[Task prompt] Rewrite every line of the records, requests included, from the line containing "the dragonfly leg" down to the line containing "left=202, top=84, right=263, bottom=148", raising each bounding-box coordinate in the answers by 130. Leave the requests and their format samples unchanged.

[Items from a data source]
● ● ●
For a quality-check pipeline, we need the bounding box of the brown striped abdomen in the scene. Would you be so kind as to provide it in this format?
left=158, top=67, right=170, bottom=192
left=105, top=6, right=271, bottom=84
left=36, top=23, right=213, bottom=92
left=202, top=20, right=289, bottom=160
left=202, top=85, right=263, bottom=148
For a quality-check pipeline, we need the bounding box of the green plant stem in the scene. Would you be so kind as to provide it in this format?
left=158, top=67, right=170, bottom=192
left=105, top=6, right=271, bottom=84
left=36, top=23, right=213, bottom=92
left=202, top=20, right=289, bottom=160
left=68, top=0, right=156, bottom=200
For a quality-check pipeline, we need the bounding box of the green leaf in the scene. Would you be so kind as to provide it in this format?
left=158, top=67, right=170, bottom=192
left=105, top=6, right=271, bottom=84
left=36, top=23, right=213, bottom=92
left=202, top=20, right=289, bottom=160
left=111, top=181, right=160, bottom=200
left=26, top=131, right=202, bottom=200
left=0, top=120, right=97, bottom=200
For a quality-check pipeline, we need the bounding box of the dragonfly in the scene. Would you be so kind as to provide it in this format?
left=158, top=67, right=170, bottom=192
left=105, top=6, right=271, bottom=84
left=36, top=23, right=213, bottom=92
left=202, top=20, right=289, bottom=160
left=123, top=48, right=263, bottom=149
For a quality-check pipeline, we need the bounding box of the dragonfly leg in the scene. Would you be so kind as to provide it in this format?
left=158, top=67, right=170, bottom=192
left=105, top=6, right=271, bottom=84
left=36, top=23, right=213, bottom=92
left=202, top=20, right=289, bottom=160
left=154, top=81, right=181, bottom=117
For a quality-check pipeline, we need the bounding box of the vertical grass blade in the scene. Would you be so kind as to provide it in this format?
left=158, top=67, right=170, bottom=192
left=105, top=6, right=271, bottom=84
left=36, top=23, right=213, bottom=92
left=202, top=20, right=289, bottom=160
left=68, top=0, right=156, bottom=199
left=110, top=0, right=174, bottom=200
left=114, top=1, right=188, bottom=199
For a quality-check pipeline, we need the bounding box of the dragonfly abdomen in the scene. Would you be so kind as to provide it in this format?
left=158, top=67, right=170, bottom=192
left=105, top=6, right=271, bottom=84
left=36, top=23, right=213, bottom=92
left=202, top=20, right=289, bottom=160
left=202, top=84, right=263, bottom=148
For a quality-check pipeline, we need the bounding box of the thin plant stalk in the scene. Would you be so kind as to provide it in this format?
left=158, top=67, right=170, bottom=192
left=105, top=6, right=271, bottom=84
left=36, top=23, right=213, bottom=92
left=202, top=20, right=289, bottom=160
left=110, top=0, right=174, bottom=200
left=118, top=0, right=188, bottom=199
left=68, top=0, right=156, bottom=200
● ● ●
[Answer to the exercise]
For a quality-check pipeline, we need the bounding box of the dragonfly leg in the scene. Would you be so kind as to provide it in this format?
left=158, top=67, right=170, bottom=192
left=105, top=6, right=271, bottom=84
left=36, top=23, right=213, bottom=92
left=202, top=20, right=289, bottom=160
left=284, top=211, right=311, bottom=247
For a quality-check pipeline, we need the bounding box of the vertical grass blade in the scene. Would you be so kind as to provide it in this format?
left=158, top=67, right=170, bottom=192
left=105, top=6, right=271, bottom=84
left=36, top=23, right=213, bottom=92
left=202, top=20, right=289, bottom=160
left=198, top=130, right=286, bottom=329
left=240, top=130, right=304, bottom=330
left=244, top=131, right=318, bottom=329
For a quality-check pipeline, we need the bounding box of the dragonfly abdomen in the scene. Would you be so kind as to provide it in this format?
left=158, top=67, right=170, bottom=192
left=105, top=6, right=271, bottom=84
left=36, top=23, right=213, bottom=92
left=202, top=20, right=289, bottom=160
left=332, top=214, right=393, bottom=278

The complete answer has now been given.